─── Data listing

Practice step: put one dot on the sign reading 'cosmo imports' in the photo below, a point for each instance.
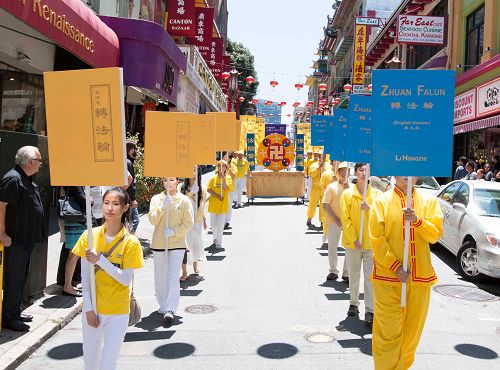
(416, 29)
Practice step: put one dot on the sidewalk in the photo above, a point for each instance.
(53, 311)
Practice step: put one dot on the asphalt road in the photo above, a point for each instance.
(269, 294)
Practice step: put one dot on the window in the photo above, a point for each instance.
(474, 38)
(447, 194)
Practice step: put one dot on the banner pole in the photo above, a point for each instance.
(90, 246)
(362, 223)
(407, 240)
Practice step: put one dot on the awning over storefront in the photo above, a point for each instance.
(149, 56)
(70, 24)
(477, 125)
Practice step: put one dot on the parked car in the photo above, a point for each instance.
(471, 210)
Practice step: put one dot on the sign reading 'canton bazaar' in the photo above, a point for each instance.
(180, 18)
(416, 29)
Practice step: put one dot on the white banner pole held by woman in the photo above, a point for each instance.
(90, 245)
(407, 240)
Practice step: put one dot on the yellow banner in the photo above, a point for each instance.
(169, 144)
(86, 127)
(358, 71)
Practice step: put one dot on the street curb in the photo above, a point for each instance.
(35, 339)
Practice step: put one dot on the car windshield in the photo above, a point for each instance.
(427, 182)
(487, 202)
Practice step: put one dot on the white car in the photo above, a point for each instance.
(471, 210)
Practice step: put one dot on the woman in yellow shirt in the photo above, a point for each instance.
(105, 322)
(219, 188)
(169, 237)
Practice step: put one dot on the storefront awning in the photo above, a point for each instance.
(149, 57)
(72, 25)
(477, 125)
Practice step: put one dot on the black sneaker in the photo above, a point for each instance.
(369, 318)
(332, 276)
(353, 311)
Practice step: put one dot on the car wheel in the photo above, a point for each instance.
(467, 263)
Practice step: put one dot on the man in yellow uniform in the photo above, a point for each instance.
(243, 169)
(315, 171)
(397, 330)
(358, 249)
(331, 207)
(327, 177)
(307, 163)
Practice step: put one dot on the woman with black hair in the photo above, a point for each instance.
(198, 195)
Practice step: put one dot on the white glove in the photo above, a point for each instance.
(168, 232)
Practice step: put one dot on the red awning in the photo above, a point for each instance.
(477, 125)
(72, 25)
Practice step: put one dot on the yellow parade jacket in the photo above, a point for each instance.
(387, 236)
(350, 215)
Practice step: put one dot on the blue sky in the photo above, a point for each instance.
(283, 37)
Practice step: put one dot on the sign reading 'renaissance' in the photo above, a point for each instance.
(416, 29)
(412, 122)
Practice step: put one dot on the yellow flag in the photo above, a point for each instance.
(86, 127)
(168, 150)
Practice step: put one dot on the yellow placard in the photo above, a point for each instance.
(226, 131)
(86, 127)
(168, 142)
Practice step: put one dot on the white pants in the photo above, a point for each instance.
(356, 258)
(308, 187)
(240, 186)
(167, 284)
(217, 221)
(334, 234)
(232, 198)
(101, 345)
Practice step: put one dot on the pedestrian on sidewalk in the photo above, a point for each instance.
(21, 227)
(219, 188)
(331, 206)
(169, 244)
(397, 330)
(197, 194)
(243, 170)
(105, 322)
(231, 170)
(358, 253)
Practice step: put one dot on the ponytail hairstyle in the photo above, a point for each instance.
(124, 201)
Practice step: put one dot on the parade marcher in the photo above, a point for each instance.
(172, 237)
(232, 170)
(460, 172)
(21, 227)
(219, 188)
(327, 177)
(197, 194)
(307, 163)
(331, 206)
(131, 189)
(397, 330)
(315, 171)
(243, 170)
(104, 324)
(358, 253)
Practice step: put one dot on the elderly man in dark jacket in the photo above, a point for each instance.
(21, 227)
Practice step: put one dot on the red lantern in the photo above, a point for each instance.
(322, 87)
(249, 80)
(347, 87)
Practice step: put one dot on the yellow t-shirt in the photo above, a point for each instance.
(214, 204)
(112, 297)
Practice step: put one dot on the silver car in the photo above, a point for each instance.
(471, 210)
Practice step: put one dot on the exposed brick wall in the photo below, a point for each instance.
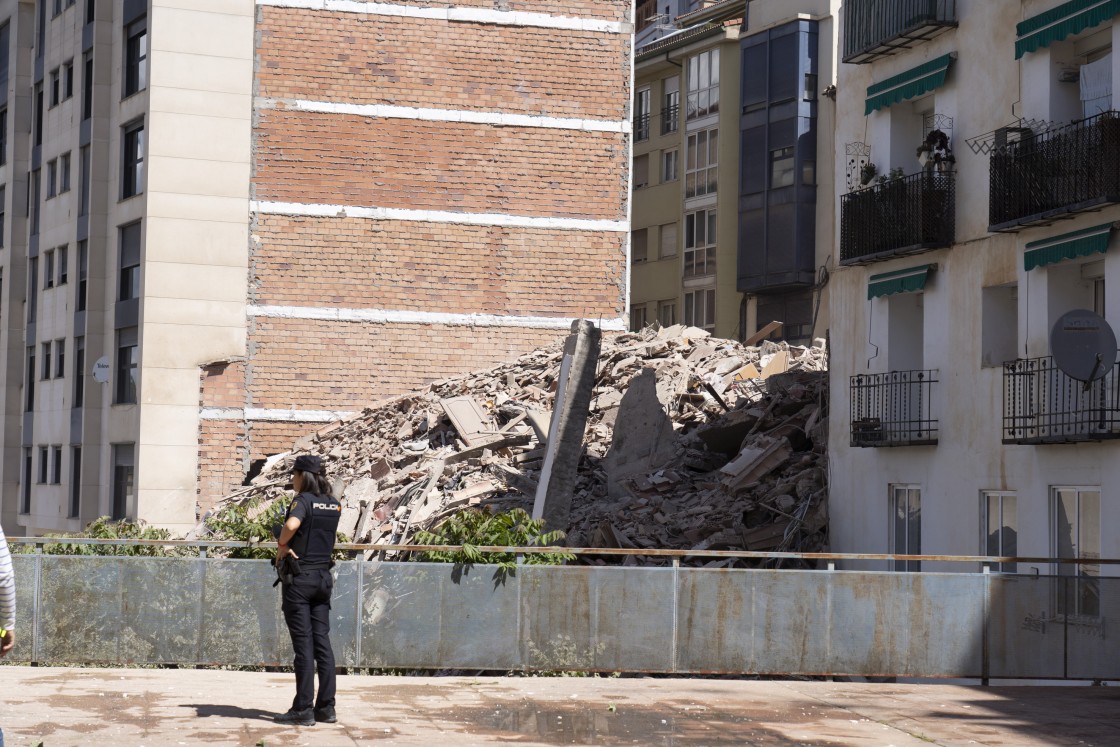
(411, 62)
(308, 157)
(316, 365)
(435, 267)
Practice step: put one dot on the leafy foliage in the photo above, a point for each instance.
(473, 529)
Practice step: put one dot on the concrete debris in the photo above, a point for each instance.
(693, 442)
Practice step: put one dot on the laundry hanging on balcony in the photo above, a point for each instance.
(901, 281)
(1067, 246)
(915, 82)
(1044, 29)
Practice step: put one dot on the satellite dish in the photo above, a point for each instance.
(1083, 345)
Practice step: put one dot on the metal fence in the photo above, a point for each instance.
(897, 216)
(893, 409)
(1046, 175)
(1042, 404)
(671, 619)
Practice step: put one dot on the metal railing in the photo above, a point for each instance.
(1043, 177)
(641, 127)
(875, 28)
(893, 409)
(898, 216)
(669, 119)
(671, 619)
(1042, 404)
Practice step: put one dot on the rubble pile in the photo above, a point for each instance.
(692, 442)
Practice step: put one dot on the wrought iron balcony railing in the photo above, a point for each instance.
(641, 128)
(1046, 176)
(893, 409)
(876, 28)
(669, 117)
(898, 216)
(1044, 405)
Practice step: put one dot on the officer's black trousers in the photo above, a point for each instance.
(307, 610)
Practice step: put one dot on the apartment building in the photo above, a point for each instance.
(222, 227)
(990, 212)
(725, 231)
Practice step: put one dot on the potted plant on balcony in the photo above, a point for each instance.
(935, 153)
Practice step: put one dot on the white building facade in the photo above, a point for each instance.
(952, 429)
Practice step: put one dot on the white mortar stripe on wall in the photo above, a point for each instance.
(388, 316)
(314, 209)
(501, 119)
(462, 15)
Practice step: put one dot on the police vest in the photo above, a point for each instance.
(315, 539)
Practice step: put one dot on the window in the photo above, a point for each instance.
(64, 173)
(700, 308)
(68, 80)
(666, 313)
(699, 243)
(83, 273)
(129, 280)
(56, 465)
(59, 358)
(75, 482)
(782, 169)
(668, 240)
(132, 168)
(703, 85)
(641, 170)
(1075, 532)
(75, 506)
(637, 317)
(25, 495)
(905, 528)
(123, 479)
(128, 361)
(670, 104)
(78, 372)
(700, 158)
(45, 367)
(29, 381)
(999, 526)
(86, 85)
(83, 207)
(136, 57)
(48, 269)
(640, 249)
(669, 165)
(999, 325)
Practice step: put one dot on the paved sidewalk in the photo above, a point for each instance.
(66, 707)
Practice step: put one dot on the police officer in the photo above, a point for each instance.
(308, 535)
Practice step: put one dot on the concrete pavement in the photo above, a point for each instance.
(93, 707)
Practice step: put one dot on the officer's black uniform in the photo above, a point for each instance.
(307, 599)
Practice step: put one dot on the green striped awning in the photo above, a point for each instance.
(923, 78)
(899, 281)
(1044, 29)
(1067, 246)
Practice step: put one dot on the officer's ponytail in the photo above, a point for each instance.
(317, 484)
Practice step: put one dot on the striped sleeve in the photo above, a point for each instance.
(7, 586)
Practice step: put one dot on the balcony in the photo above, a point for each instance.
(1044, 405)
(893, 409)
(878, 28)
(899, 216)
(1044, 177)
(641, 128)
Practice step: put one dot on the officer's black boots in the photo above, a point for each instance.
(298, 718)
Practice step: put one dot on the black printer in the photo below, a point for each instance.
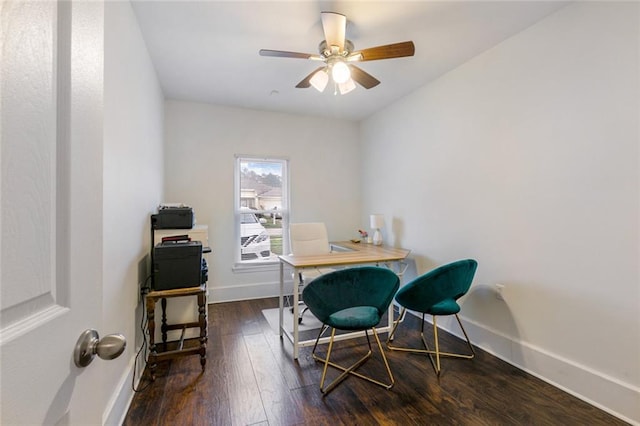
(173, 217)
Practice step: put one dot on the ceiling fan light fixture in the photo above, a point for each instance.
(340, 72)
(347, 86)
(319, 80)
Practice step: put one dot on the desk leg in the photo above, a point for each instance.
(153, 352)
(163, 326)
(202, 319)
(281, 299)
(296, 313)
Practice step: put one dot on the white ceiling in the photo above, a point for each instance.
(207, 51)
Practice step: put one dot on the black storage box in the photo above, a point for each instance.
(173, 218)
(177, 265)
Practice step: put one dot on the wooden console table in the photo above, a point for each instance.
(150, 301)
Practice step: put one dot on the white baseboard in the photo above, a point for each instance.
(118, 405)
(609, 394)
(245, 292)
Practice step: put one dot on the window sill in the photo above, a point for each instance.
(242, 268)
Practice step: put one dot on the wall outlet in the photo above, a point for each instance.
(499, 291)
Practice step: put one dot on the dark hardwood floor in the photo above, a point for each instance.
(252, 379)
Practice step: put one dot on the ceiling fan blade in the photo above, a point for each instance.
(395, 50)
(306, 81)
(334, 26)
(284, 54)
(363, 78)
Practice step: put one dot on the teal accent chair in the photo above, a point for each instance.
(351, 299)
(436, 293)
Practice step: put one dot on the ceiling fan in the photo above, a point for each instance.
(338, 56)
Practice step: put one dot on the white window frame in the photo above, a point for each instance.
(255, 265)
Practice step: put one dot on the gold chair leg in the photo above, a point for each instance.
(435, 363)
(351, 369)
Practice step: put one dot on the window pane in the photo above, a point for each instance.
(261, 203)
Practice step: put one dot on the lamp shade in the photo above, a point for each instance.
(376, 221)
(319, 80)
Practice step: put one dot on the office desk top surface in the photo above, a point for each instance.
(348, 253)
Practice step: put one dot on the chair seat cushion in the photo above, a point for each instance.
(446, 307)
(356, 318)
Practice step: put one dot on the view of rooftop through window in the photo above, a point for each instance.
(262, 204)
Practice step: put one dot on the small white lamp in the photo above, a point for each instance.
(376, 221)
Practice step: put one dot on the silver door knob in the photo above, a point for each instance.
(90, 344)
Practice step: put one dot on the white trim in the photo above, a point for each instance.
(117, 407)
(267, 266)
(31, 322)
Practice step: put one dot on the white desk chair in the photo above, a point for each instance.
(308, 239)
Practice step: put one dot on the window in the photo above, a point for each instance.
(262, 209)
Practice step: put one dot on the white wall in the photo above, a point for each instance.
(132, 184)
(201, 142)
(526, 159)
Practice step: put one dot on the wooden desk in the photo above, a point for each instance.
(150, 301)
(344, 253)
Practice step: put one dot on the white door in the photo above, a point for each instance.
(51, 91)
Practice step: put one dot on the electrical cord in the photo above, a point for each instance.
(143, 348)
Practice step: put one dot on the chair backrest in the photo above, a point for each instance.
(446, 282)
(309, 239)
(347, 288)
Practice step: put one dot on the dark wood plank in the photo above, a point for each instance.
(251, 378)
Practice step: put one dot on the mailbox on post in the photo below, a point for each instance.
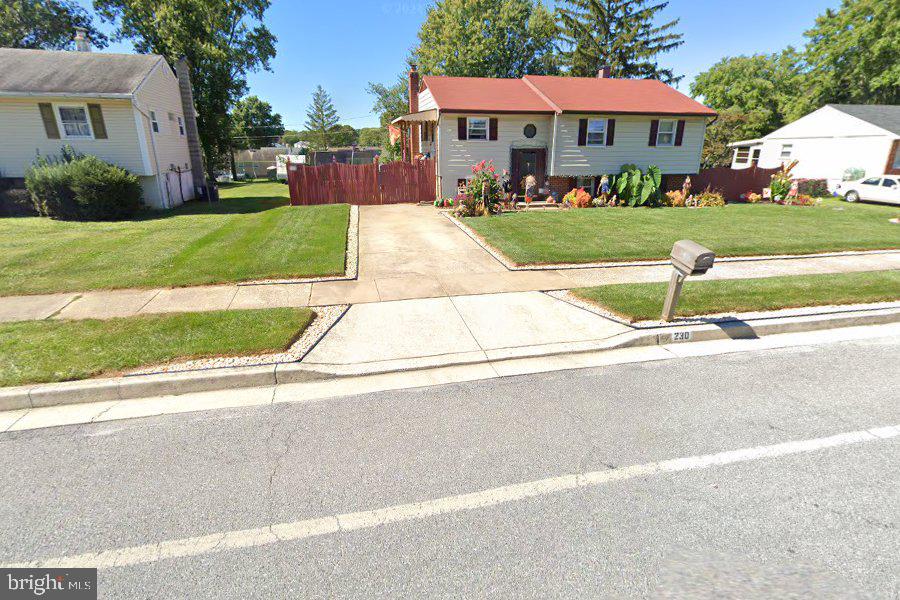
(688, 258)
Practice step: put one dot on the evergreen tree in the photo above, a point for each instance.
(620, 34)
(321, 117)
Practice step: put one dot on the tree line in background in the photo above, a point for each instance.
(851, 56)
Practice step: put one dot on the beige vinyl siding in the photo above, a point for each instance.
(426, 100)
(630, 146)
(457, 157)
(167, 148)
(22, 134)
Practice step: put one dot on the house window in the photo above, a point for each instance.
(665, 135)
(596, 132)
(477, 128)
(74, 121)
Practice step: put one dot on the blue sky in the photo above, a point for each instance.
(344, 45)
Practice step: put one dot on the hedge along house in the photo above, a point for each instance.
(568, 131)
(129, 110)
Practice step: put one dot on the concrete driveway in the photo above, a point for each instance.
(437, 331)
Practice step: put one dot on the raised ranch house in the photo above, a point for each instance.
(126, 109)
(830, 141)
(568, 131)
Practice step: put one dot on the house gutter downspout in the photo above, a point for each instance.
(162, 194)
(553, 146)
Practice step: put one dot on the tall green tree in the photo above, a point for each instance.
(253, 124)
(321, 118)
(761, 87)
(621, 34)
(487, 38)
(729, 126)
(45, 24)
(853, 55)
(224, 40)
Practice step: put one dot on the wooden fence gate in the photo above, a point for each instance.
(391, 183)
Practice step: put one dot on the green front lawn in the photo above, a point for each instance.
(644, 301)
(617, 234)
(251, 234)
(46, 351)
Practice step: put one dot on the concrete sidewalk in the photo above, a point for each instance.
(374, 286)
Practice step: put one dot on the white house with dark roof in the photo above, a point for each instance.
(127, 109)
(829, 141)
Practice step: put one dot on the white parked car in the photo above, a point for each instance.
(880, 188)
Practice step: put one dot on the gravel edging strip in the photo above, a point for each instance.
(177, 383)
(325, 319)
(569, 297)
(351, 266)
(510, 265)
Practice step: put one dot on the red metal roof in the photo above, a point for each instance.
(484, 94)
(593, 94)
(544, 94)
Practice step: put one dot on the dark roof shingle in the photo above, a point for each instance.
(72, 73)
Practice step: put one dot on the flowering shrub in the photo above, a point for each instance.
(706, 199)
(782, 181)
(817, 188)
(483, 192)
(751, 197)
(799, 200)
(578, 198)
(675, 199)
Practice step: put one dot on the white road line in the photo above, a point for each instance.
(298, 530)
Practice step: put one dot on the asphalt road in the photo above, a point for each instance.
(820, 523)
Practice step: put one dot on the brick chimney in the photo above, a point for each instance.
(195, 151)
(413, 108)
(82, 42)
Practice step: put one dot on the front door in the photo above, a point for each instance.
(527, 162)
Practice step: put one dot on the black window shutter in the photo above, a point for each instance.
(582, 132)
(50, 126)
(97, 122)
(679, 133)
(654, 129)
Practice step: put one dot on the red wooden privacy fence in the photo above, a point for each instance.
(733, 182)
(336, 183)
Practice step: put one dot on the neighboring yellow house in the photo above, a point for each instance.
(126, 109)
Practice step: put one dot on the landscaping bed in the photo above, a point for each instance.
(644, 301)
(625, 234)
(51, 351)
(252, 234)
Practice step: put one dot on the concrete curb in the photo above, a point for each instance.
(173, 384)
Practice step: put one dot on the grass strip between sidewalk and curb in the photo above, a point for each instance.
(54, 351)
(548, 237)
(251, 234)
(644, 301)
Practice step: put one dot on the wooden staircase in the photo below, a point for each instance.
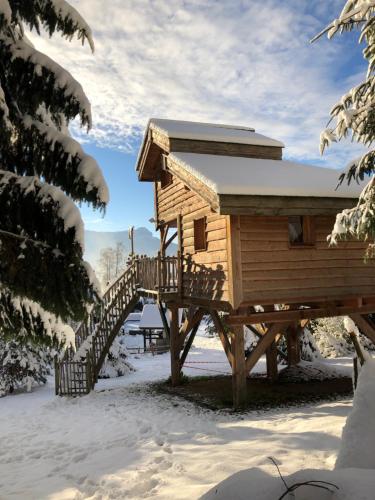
(77, 372)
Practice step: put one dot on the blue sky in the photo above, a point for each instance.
(243, 62)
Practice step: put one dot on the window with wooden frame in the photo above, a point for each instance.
(200, 237)
(165, 179)
(301, 231)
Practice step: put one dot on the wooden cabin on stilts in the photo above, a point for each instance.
(251, 230)
(252, 235)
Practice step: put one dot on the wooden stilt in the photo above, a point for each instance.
(164, 320)
(174, 346)
(270, 335)
(271, 358)
(365, 325)
(238, 368)
(293, 347)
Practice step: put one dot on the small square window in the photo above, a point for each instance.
(200, 240)
(301, 231)
(165, 179)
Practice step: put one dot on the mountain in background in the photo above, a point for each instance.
(145, 243)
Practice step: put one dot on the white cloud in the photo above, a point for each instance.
(247, 62)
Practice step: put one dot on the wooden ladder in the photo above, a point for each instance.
(77, 372)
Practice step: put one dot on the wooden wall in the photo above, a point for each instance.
(272, 272)
(206, 273)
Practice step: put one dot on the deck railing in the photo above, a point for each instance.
(161, 274)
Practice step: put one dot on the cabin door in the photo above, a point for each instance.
(170, 232)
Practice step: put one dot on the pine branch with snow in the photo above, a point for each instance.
(23, 366)
(22, 320)
(43, 170)
(354, 116)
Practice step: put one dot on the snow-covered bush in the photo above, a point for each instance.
(332, 337)
(116, 362)
(23, 365)
(251, 340)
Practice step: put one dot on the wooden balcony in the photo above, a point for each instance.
(179, 278)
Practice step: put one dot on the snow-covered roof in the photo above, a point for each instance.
(151, 317)
(198, 131)
(252, 176)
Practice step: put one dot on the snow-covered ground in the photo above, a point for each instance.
(123, 441)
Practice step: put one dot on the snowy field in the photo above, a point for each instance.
(123, 441)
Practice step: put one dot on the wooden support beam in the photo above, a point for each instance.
(239, 383)
(299, 314)
(264, 343)
(293, 347)
(164, 320)
(175, 346)
(271, 359)
(189, 343)
(365, 325)
(222, 334)
(169, 241)
(191, 321)
(260, 335)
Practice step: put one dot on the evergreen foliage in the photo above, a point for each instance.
(43, 172)
(23, 365)
(354, 116)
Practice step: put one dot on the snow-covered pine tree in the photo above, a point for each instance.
(116, 363)
(43, 172)
(354, 115)
(23, 365)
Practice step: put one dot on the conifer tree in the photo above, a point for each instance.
(43, 173)
(354, 116)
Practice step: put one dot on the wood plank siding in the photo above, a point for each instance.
(205, 272)
(273, 272)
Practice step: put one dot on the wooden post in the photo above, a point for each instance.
(271, 358)
(238, 368)
(292, 340)
(175, 346)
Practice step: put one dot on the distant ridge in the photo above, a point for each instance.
(144, 243)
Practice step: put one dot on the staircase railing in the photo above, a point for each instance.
(77, 372)
(161, 273)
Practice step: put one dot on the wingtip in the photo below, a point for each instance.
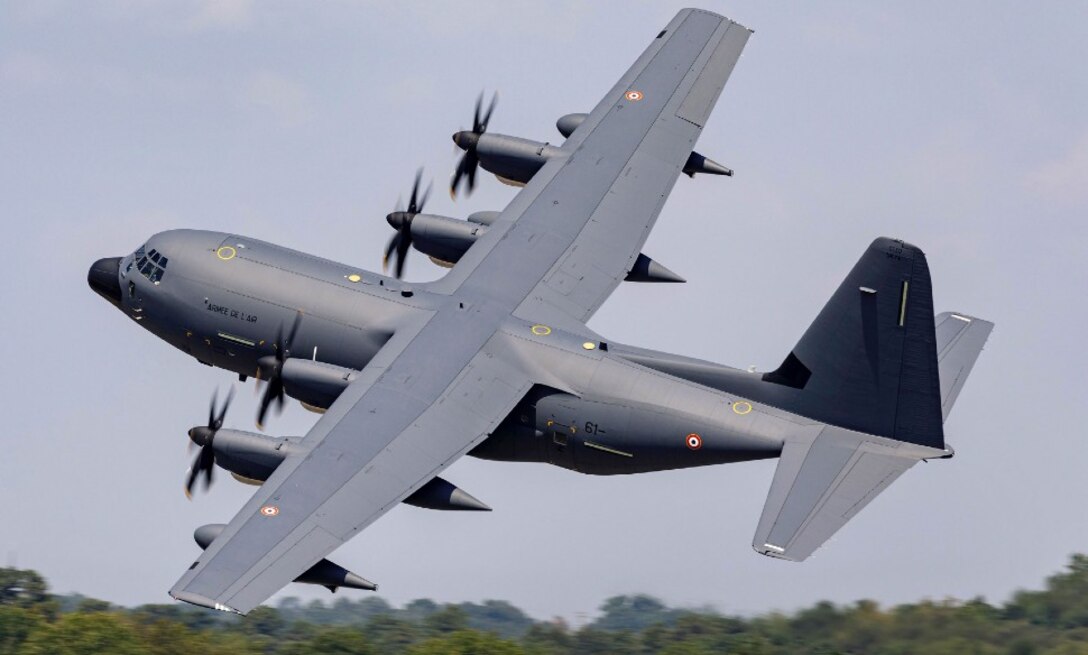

──────

[What you need to do]: From the line containing "Practice step: put one dot on the wooden support" to the end of the data above, give those lines again verbatim, with both endpoints included and no images.

[Task solution]:
Practice step: put one dot on the wooden support beam in the photo above, a point for each instance.
(239, 383)
(299, 314)
(264, 343)
(293, 347)
(164, 320)
(175, 346)
(271, 359)
(189, 343)
(365, 325)
(222, 334)
(169, 241)
(191, 321)
(260, 335)
Practice step: put one dot on the evergreen foliage in the photo above, a point for each instance.
(43, 172)
(23, 365)
(354, 116)
Practice step: put one dot on the snow-covered pine tree in the photo above, a point for each instance.
(116, 363)
(43, 172)
(354, 115)
(23, 365)
Practice step: put one dot on the conifer tree in the photo above, a point for each instance.
(43, 173)
(354, 116)
Practice step: put one dot on the wood plank siding in the photo above, a point for each instance.
(205, 272)
(273, 272)
Practice step: put one dot on the wooden post in the photo above, a point for each instance.
(271, 358)
(238, 368)
(292, 340)
(175, 346)
Practice step: put one dot on the distant ridge in the photo above, a point for each instance.
(144, 243)
Practice step: put one dot on the staircase railing in the photo above, a point for each instance.
(77, 372)
(161, 273)
Practice step: put one dot on the wingtip in the photo below, a point for each instance.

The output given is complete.